### Your assignment
Restate the records exactly. Include all of them.

### The data
************
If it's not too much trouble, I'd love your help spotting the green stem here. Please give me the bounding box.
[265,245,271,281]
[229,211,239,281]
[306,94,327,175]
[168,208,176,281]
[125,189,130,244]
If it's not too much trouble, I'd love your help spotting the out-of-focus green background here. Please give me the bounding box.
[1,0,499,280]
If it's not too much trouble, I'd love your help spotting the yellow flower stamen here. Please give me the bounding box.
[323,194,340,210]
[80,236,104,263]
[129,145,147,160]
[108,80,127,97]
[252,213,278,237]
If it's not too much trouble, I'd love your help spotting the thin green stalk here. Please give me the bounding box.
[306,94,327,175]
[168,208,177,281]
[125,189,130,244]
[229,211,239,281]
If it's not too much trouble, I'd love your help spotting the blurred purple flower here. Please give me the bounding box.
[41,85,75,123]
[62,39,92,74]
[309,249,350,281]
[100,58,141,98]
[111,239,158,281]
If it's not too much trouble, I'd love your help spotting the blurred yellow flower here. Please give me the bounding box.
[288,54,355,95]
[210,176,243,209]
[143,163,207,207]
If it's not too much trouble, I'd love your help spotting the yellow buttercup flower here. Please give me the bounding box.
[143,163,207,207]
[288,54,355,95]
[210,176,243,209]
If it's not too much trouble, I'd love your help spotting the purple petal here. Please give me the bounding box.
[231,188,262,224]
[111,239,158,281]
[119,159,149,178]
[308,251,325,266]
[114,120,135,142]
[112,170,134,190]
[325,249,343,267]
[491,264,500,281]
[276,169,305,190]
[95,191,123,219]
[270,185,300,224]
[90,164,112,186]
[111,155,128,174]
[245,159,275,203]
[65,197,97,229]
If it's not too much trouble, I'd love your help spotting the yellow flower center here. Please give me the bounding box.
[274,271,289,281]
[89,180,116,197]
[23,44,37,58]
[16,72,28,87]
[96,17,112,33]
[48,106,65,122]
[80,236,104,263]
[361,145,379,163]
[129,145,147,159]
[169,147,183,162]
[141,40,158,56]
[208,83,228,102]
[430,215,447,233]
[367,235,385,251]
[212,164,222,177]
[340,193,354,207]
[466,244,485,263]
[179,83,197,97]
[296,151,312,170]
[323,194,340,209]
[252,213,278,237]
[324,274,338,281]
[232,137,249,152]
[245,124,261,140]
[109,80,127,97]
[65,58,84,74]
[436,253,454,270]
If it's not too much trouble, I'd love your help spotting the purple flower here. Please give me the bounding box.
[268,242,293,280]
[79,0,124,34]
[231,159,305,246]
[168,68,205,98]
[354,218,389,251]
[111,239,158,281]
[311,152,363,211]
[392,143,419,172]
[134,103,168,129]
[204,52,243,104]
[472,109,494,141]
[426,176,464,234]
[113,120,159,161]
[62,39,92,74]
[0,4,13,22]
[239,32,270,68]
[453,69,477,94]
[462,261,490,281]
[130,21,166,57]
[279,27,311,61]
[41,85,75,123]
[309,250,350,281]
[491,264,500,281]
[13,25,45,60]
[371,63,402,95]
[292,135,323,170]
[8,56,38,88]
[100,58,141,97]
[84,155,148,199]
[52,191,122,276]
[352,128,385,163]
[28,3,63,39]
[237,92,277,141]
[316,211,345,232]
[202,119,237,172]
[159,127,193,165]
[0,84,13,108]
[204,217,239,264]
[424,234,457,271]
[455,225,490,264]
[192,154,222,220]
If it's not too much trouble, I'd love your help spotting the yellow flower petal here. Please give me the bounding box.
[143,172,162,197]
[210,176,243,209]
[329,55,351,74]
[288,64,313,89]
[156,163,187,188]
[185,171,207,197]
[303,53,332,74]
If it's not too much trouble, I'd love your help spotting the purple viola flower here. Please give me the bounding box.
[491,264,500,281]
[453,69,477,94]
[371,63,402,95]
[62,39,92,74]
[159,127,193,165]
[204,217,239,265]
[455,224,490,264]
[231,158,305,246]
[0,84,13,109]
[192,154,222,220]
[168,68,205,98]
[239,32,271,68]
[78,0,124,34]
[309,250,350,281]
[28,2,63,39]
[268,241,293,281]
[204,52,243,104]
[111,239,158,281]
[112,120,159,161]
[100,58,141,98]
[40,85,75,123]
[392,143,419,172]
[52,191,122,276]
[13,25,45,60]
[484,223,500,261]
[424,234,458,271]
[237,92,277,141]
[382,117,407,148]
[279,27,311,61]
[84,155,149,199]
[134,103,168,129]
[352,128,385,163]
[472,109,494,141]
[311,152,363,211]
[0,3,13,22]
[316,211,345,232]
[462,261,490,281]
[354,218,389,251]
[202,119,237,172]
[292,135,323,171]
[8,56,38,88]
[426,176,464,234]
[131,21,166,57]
************
### Exercise result
If it's not too much trouble, I'd love your help spotting the green stem here. Please give me the bounding box.
[265,245,271,281]
[229,211,239,281]
[306,94,327,175]
[168,208,176,281]
[125,189,130,244]
If it's not too much trouble, I'd love your help spotting the out-of-focus green background here. Please give me the bounding box.
[1,0,499,280]
If it's not too much trouble, I'd love your help spotting the yellow flower stamen here. Please give me the bounding box.
[323,194,340,210]
[80,236,104,263]
[129,145,147,160]
[108,80,127,97]
[252,213,278,237]
If it's not too much trouble, I'd love your help spotting the thin green stalk here. Please give me the bounding box.
[306,94,327,175]
[168,208,177,281]
[125,189,130,244]
[229,211,239,281]
If it's not too much trouble, I'd love your help spotting the blurred purple flower here. Please give me the bounding box.
[41,85,75,123]
[62,39,92,74]
[309,249,350,281]
[100,58,141,98]
[111,239,158,281]
If it's not too much trouble, I'd love your help spotting the blurred yellow flower here. Please give me the bounding box.
[288,54,355,95]
[210,176,243,209]
[143,163,207,207]
If it's not too much trouble, I'd love your help spotting the yellow buttercup flower here. Please give me the bounding box.
[143,163,207,207]
[288,54,355,95]
[210,176,243,209]
If it's not too much trouble, I'd love your help spotting the purple petal here. Please give me the bounding box.
[231,188,262,224]
[111,239,158,281]
[119,159,149,178]
[308,251,325,266]
[114,120,135,142]
[112,170,134,190]
[325,249,343,267]
[491,264,500,281]
[276,169,305,190]
[95,191,123,219]
[270,185,300,224]
[90,164,112,186]
[111,155,128,174]
[245,159,275,203]
[65,197,97,229]
If it's not too much trouble, I'd love your help spotting the yellow flower center here. Please give me the bounding box.
[274,271,289,281]
[89,180,116,197]
[23,44,37,58]
[16,72,28,87]
[96,17,112,33]
[48,106,65,122]
[80,236,104,263]
[361,145,379,163]
[129,145,147,159]
[169,147,183,162]
[141,40,158,56]
[208,83,228,102]
[430,215,447,233]
[367,235,385,251]
[212,164,222,177]
[340,193,354,207]
[466,244,485,263]
[179,83,197,97]
[296,151,312,170]
[323,194,340,209]
[252,213,278,237]
[324,274,338,281]
[232,137,249,152]
[245,124,261,140]
[109,80,127,97]
[65,58,84,74]
[436,253,454,270]
If it's not too much trouble, I'd love your help spotting the purple flower here. Please give me the bounding box.
[268,242,293,280]
[79,0,124,34]
[231,159,305,246]
[168,68,205,98]
[354,218,389,251]
[111,239,158,281]
[311,152,363,211]
[392,143,419,172]
[134,103,168,129]
[204,52,243,104]
[472,109,494,141]
[426,176,464,234]
[113,120,159,161]
[62,39,92,74]
[0,4,13,22]
[239,32,270,68]
[453,69,477,94]
[462,261,490,281]
[130,21,166,57]
[279,27,311,61]
[41,85,75,123]
[309,250,350,281]
[491,264,500,281]
[13,25,45,60]
[371,63,402,95]
[292,135,323,170]
[8,56,38,88]
[100,58,141,97]
[84,155,148,199]
[52,191,122,276]
[352,128,385,163]
[28,3,63,39]
[237,92,277,141]
[316,211,345,232]
[202,119,237,172]
[159,127,193,165]
[0,84,13,108]
[204,217,239,264]
[424,234,457,271]
[455,225,490,264]
[192,154,222,220]
If it's not too much trouble, I'd love your help spotting the yellow flower petal here. Please give me the bounding box.
[143,172,162,197]
[210,176,243,209]
[329,55,351,74]
[288,64,313,89]
[156,163,187,188]
[185,171,207,197]
[303,53,332,74]
If it's not too much trouble, I'd love your help spotting the purple viola flower here. Please give me the bounding box.
[491,264,500,281]
[453,69,477,94]
[371,63,402,95]
[62,39,92,74]
[159,127,193,165]
[204,217,239,265]
[455,224,490,264]
[231,158,305,246]
[0,84,13,109]
[192,154,222,220]
[168,68,205,98]
[239,32,271,68]
[78,0,124,34]
[309,250,350,281]
[28,2,63,39]
[268,241,293,281]
[204,52,243,104]
[111,239,158,281]
[112,120,159,161]
[100,58,141,98]
[40,85,75,123]
[392,143,419,172]
[52,191,122,276]
[13,25,45,60]
[484,223,500,261]
[424,234,458,271]
[237,92,277,141]
[382,117,407,148]
[279,27,311,61]
[84,155,149,199]
[134,103,168,129]
[352,128,385,163]
[472,109,494,141]
[311,152,363,211]
[0,3,13,22]
[316,211,345,232]
[462,261,490,281]
[354,218,389,251]
[202,119,237,172]
[292,135,323,171]
[8,56,38,88]
[426,176,464,234]
[131,21,166,57]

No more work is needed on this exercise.